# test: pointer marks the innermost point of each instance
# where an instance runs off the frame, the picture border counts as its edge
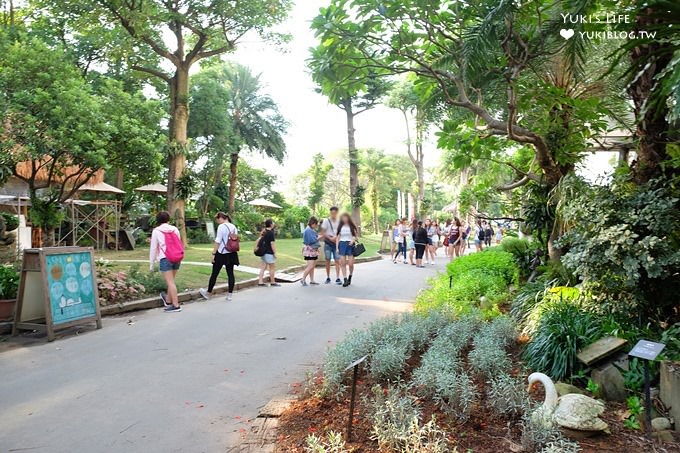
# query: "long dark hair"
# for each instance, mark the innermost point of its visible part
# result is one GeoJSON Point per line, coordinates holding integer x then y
==
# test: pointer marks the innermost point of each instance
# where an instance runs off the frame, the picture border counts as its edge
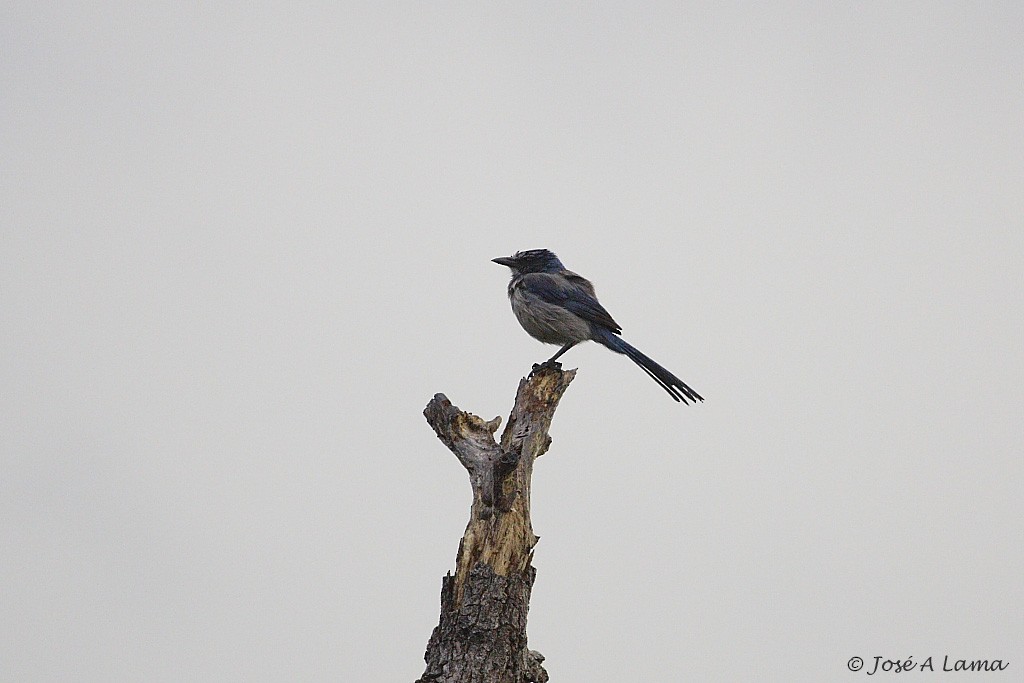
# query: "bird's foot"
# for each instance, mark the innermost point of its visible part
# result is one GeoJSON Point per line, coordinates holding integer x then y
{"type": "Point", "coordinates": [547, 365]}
...
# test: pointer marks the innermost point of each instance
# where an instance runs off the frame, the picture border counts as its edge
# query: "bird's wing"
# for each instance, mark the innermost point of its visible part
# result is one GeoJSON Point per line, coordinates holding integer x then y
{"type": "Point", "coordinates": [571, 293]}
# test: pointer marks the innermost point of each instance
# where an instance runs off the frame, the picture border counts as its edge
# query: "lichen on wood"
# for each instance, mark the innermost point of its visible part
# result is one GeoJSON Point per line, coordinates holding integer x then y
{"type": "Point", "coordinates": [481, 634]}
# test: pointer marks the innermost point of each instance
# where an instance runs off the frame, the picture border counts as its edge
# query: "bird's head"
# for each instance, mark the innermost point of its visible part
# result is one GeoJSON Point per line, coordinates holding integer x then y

**Problem to solve:** Show every line of the entries above where the word "bird" occurs.

**Result for this task:**
# query: "bird's foot"
# query: "bird's wing"
# query: "bird's head"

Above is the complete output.